- Task directions: Give the listing again exactly, omitting its images.

————————

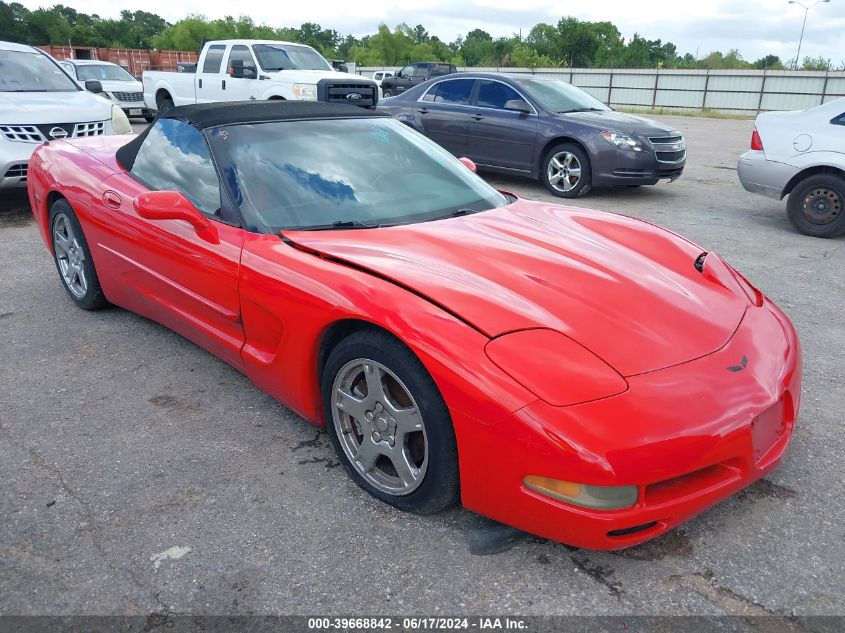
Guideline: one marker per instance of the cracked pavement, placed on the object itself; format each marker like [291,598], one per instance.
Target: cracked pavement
[119,440]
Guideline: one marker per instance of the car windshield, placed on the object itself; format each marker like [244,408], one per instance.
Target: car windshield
[559,96]
[286,57]
[22,71]
[102,72]
[348,173]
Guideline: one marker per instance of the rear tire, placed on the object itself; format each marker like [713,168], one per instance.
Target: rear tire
[389,424]
[73,258]
[815,206]
[164,103]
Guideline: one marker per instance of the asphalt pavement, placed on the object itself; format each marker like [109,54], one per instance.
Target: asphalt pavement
[141,475]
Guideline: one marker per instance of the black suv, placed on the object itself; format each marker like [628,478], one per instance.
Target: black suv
[413,75]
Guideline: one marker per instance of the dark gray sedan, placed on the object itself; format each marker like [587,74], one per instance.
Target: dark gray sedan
[541,128]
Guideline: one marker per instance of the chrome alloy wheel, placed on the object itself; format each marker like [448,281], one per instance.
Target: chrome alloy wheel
[564,171]
[70,256]
[822,205]
[380,427]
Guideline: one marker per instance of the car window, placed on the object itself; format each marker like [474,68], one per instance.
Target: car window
[456,91]
[175,157]
[102,72]
[241,53]
[24,71]
[299,174]
[493,94]
[213,58]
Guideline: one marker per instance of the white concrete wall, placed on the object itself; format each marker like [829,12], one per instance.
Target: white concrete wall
[742,92]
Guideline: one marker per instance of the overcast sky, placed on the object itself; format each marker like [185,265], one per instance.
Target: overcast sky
[755,27]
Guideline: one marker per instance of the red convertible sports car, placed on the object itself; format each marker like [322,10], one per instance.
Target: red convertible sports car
[580,375]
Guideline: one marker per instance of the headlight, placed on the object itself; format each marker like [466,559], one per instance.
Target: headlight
[306,92]
[598,497]
[554,367]
[119,123]
[622,141]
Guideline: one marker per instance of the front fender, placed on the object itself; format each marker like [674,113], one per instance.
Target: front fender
[277,91]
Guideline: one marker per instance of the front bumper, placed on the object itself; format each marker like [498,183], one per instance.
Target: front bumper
[765,177]
[614,167]
[14,161]
[687,436]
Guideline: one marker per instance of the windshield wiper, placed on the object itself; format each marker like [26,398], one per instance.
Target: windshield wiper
[340,224]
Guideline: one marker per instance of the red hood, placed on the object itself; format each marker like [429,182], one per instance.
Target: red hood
[623,288]
[102,148]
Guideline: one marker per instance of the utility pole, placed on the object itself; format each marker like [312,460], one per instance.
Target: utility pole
[803,24]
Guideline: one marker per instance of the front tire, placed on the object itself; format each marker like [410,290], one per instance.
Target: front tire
[389,424]
[566,171]
[815,206]
[73,258]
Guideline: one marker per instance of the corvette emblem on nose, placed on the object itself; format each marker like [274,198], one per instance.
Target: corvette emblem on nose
[742,365]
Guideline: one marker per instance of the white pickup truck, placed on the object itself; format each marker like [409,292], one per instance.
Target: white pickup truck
[257,70]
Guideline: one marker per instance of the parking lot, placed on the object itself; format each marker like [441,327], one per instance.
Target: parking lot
[140,474]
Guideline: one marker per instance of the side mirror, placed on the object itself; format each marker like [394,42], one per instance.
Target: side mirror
[173,205]
[517,105]
[466,162]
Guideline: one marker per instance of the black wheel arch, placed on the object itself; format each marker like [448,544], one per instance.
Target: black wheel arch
[806,173]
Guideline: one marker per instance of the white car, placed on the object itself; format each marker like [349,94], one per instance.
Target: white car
[802,155]
[121,87]
[40,103]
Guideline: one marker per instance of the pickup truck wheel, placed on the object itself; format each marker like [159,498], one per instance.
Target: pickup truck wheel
[816,204]
[164,103]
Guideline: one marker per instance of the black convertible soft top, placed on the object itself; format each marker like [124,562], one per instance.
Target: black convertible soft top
[205,115]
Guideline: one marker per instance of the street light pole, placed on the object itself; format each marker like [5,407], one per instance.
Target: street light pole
[804,23]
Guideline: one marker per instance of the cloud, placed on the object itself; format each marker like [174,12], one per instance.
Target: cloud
[755,27]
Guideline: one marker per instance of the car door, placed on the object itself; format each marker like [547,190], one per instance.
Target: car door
[209,80]
[241,74]
[499,137]
[166,269]
[441,113]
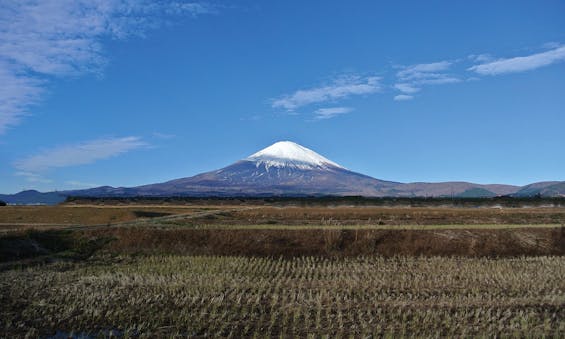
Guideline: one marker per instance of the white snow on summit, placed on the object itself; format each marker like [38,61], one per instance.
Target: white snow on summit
[290,154]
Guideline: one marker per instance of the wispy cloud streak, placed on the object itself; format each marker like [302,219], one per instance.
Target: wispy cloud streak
[78,154]
[340,88]
[521,64]
[331,112]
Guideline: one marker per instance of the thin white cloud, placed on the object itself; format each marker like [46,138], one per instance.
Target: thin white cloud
[412,78]
[78,154]
[521,64]
[331,112]
[420,70]
[55,38]
[403,97]
[406,88]
[341,88]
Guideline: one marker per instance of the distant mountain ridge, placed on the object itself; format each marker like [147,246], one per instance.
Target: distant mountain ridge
[288,169]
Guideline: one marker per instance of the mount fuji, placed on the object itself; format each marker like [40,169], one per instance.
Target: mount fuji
[288,169]
[284,168]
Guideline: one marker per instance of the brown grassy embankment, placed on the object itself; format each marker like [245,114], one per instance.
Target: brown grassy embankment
[336,242]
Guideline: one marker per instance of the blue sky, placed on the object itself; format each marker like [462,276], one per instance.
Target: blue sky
[124,93]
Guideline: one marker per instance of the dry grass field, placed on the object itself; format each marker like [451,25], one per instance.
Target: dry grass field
[234,297]
[14,217]
[147,270]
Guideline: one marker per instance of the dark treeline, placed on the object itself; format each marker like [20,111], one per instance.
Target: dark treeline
[502,201]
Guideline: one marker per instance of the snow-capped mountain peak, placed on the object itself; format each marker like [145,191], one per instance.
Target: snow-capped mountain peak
[290,154]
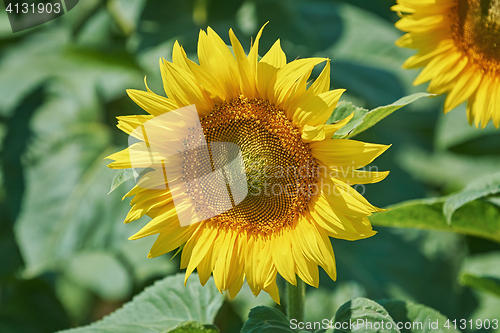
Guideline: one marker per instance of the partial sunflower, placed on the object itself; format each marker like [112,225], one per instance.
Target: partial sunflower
[269,110]
[459,46]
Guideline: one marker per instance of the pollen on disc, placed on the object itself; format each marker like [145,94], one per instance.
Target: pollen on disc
[279,167]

————————

- Task answer:
Guideline: one marker per instance of the cracked pavement, placed on the object itself; format each marker like [291,598], one per instance.
Target: cracked pavement
[119,440]
Guideline: one marker per instance of the car windshield, placed on the object itself; format each marker like [244,408], one per instance.
Target: car windshield
[559,96]
[286,57]
[22,71]
[102,72]
[348,173]
Guideline: one marker per instance of the rear tire, placed on the object itself; format each marker like [713,168], one per instance.
Target: rear tire
[389,424]
[73,258]
[815,206]
[164,103]
Guideline: one marker per instance of the asphalt pavement, placed on the object itself; format each marker like [109,54], one per instance.
Target: asphalt pavement
[141,475]
Guideline: one marker per instance of the black suv, placed on the object itself; format each marker like [628,478], one per instance.
Target: black suv
[413,75]
Guideline: one marker per instance of the dark gray sedan, placed on the object itself; format each marker like [587,74], one per instance.
Target: dark gray sedan
[541,128]
Guideline: one marker per instance of the chrome alloy wheel, placed on the object itself; format each marker like [448,281], one per instance.
Target: chrome alloy wheel
[564,171]
[70,256]
[822,205]
[380,427]
Guideline: one marker per instance of the car window, placed on the object itself; format each marker like [474,68], one per instance.
Target: car window
[456,91]
[175,157]
[102,72]
[241,53]
[24,71]
[299,174]
[493,94]
[213,58]
Guideline: one marker per instance of the white concrete wall, placed on the object itself; format each marker like [829,12], one per instance.
Target: white concrete wall
[742,92]
Guideline: one marker per instance of the overcast sky, placed on the object itself; format each marker like [185,265], one per instance.
Target: overcast sky
[755,27]
Guideline: one marker per instance of the red convertible sports car, placed on the object itself; format each marker like [322,10], one per instance.
Target: red convertible sports car
[580,375]
Guideline: one marker per instance of the headlight, placed on the object itself; format each marker like [466,559], one per instance.
Target: headlight
[306,92]
[598,497]
[554,367]
[119,123]
[622,141]
Guideline: one marker per instance of the front fender, placed on the object itself; format each marker like [674,113], one per instance.
Target: front fender
[277,91]
Guideline: one marker per instance of the front bumper, placed on the object itself; format each marker like [498,183], one per instance.
Target: front bumper
[765,177]
[614,167]
[14,161]
[687,436]
Guideline: one marker per instance of the windshield wiper, placed on the object itself; format each marker like [26,398], one per instance.
Target: windshield wiper
[340,224]
Guideline: one marker per instance of the red hood, placed on the object itself; format each marker like [429,182], one per instance.
Target: red hood
[623,288]
[102,148]
Guideline: one marker per instance of the utility pole, placed on the object itself; format each marker like [312,460], one per instance.
Target: utility pole
[803,24]
Guideline: one marker per instance of the front tire, placed on the object itself; format each marker like [410,290], one per instance.
Target: front tire
[389,424]
[566,171]
[815,206]
[73,258]
Guideline: one marker per instance of the corvette emblem on nose, placed on the object itself; format each marker like [274,198], one per instance.
Target: corvette emblem on nose
[742,365]
Guideline: one marker per instance of the white pickup truck, placed on the object itself; format each marker like [409,292], one per instance.
Target: white pickup truck
[257,70]
Guideline: one marker per instance of the parking lot, placed on the object itself; format each marker like [441,327], one per instance.
Target: parking lot
[140,474]
Guideline: one marker per instance of the side mirror, placed on the object itself; format each marker like [394,42], one per instance.
Target: side mirror
[173,205]
[517,105]
[466,162]
Guideline: one marker per instance of the black wheel arch, placed on the object itself; format each marker like [448,544], one per instance.
Target: black wheel arch
[806,173]
Guideline: one marker per instance of the white car, placed on the object itself; format each marker like [349,94], one per instance.
Target: white car
[802,155]
[121,87]
[40,103]
Guideline: one marker per instance of the pickup truck wheel, placed on the object itself; format each marker like [159,498], one per instance.
Target: pickup truck wheel
[816,204]
[164,103]
Guideline: one marker per instance of the black convertible soft top, placed on the object itself; format each marker like [124,562], one per instance.
Target: black convertible soft top
[205,115]
Guideline: one marker per instance of the street light pole, placed on the object itself; format each marker like [5,407], one per instance.
Target: street light pole
[804,23]
Guideline: one marker per instance of the cloud, placed on the object itself; format each marker like [174,12], one per instance.
Target: cloud
[755,27]
Guideline: one marker per instance of the car door, placed on the object itself; format each marker like [547,190], one per instance.
Target: car door
[209,80]
[241,74]
[499,137]
[166,269]
[441,113]
Guideline: one marker per instance of the white snow on summit, placed on the object itself; format each marker like [38,61], one per instance.
Target: white snow on summit
[290,154]
Guideline: one marker per instance of the wispy cloud streak, placed on the object itself; format each marker like [302,219], one per instance.
Target: wispy cloud streak
[78,154]
[340,88]
[521,64]
[331,112]
Guideline: one marker per instance of the thin white cloud, placed on the object itself; format each marker like [46,138], one per instance.
Target: thin white cloud
[412,78]
[78,154]
[521,64]
[331,112]
[420,70]
[55,38]
[403,97]
[406,88]
[341,88]
Guideline: one marker per instance of the distant mountain ridge, placed on the object itself; format each marker like [147,246], one per instance.
Target: distant mountain ridge
[288,169]
Guideline: one marker per instance of the mount fuji, placed on the object itself; format each marker like [40,169], one per instance.
Target: mount fuji
[288,169]
[284,168]
Guideline: one marker per instance of the brown grassy embankment, placed on the object itself; format each marker like [245,114], one per instance.
Target: brown grassy embankment
[336,242]
Guideline: one marker per instance of the blue sky, placed on the object itself; format each marker like [462,276], one per instance.
Target: blue sky
[124,93]
Guideline: one marker per instance of the dry grass field, placed on the object itself; format each marker like [451,25], one per instance.
Target: dry grass field
[234,297]
[14,217]
[147,270]
Guideline: one marker per instance of the dark treeline, placed on the object itself; format each marker like [20,111], one per instance.
Target: dark treeline
[502,201]
Guideline: one marker per instance of the snow-capped mountain peak, placed on the object itself; format each marker like [145,191], one per instance.
Target: snow-capped mountain peak
[290,154]
Guideline: one marker per instance of the partial sunflower, placed on the object itself; format each marker like [112,225], one per instance.
Target: partial sunflower
[269,110]
[459,46]
Guideline: one marker per instance of the pollen on disc, placed on the object itself; format each marker like [145,94], one per instance.
Target: pollen on disc
[279,167]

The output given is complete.